-- BEGIN DATA TO USE --

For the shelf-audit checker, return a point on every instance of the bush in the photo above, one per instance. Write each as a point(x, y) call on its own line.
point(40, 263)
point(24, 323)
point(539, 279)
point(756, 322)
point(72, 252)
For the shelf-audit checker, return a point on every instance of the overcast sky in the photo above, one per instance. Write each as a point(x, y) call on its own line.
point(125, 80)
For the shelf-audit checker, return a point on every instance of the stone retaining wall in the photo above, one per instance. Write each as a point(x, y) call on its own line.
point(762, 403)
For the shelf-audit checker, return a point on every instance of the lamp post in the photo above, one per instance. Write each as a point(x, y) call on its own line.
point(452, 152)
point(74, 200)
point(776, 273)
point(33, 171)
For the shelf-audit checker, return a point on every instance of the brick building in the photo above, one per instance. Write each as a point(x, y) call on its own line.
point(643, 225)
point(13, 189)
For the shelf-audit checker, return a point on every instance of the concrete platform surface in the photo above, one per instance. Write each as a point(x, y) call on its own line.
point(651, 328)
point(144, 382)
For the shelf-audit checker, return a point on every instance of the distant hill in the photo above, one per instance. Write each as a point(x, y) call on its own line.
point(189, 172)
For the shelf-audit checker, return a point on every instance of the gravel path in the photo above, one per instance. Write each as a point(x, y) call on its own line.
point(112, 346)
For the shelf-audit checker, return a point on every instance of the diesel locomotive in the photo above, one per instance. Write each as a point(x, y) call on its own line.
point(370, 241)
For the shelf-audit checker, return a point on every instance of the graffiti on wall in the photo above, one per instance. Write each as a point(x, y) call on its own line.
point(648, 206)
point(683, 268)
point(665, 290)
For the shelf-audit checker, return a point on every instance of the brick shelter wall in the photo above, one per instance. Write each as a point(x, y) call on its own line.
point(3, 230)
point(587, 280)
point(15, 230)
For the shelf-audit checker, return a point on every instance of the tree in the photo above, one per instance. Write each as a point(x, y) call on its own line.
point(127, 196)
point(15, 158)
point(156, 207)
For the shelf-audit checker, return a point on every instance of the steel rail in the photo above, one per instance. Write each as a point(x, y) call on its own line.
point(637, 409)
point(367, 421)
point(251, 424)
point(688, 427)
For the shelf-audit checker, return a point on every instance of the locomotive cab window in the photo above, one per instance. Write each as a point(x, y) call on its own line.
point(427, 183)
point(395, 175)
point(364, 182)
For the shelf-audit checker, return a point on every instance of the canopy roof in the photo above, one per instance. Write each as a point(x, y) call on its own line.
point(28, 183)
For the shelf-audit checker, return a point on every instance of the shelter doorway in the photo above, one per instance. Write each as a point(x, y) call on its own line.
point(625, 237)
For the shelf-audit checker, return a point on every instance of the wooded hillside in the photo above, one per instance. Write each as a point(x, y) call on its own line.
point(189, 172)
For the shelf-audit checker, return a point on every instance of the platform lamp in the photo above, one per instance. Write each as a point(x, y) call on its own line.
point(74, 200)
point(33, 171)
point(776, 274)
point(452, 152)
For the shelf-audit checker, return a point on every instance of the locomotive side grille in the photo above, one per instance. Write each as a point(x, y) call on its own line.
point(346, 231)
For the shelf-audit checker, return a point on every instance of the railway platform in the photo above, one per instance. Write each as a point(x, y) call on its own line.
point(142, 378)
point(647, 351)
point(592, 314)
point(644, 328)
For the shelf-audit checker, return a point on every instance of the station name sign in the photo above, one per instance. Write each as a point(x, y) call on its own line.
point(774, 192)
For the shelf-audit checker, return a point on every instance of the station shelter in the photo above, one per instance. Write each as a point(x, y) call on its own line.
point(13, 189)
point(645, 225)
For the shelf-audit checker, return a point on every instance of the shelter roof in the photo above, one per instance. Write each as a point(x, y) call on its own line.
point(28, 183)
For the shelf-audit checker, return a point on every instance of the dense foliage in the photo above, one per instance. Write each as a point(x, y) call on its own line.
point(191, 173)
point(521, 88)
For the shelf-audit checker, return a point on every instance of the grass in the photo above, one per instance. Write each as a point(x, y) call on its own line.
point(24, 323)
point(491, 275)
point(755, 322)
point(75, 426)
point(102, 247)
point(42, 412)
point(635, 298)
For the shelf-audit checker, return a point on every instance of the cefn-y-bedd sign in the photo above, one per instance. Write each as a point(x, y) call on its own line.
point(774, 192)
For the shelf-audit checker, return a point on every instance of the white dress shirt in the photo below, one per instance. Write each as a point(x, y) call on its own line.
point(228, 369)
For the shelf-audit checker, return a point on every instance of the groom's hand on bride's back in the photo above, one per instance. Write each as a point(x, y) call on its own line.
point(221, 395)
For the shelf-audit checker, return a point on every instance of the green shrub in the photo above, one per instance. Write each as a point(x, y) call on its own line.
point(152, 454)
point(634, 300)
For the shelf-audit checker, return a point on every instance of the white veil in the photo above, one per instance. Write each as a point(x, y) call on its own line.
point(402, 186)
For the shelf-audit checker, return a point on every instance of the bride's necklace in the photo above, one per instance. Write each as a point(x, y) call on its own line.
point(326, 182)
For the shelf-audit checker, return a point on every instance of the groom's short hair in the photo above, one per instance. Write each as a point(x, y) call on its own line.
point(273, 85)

-- END DATA TO USE --

Reproduce every line from the start of the items through the line containing "point(125, 80)", inclusive, with each request kept as it stands and each coordinate in the answers shifted up by 11.

For the shelf-audit checker, return a point on every instance of the bush in the photo above, one per instance. Write each as a point(x, y) call on its own line.
point(51, 274)
point(35, 334)
point(550, 290)
point(767, 333)
point(83, 263)
For the shelf-audit checker, return a point on every instance of the overcast sky in the photo above, one per instance. Write each as a point(x, y) call on its own line.
point(136, 91)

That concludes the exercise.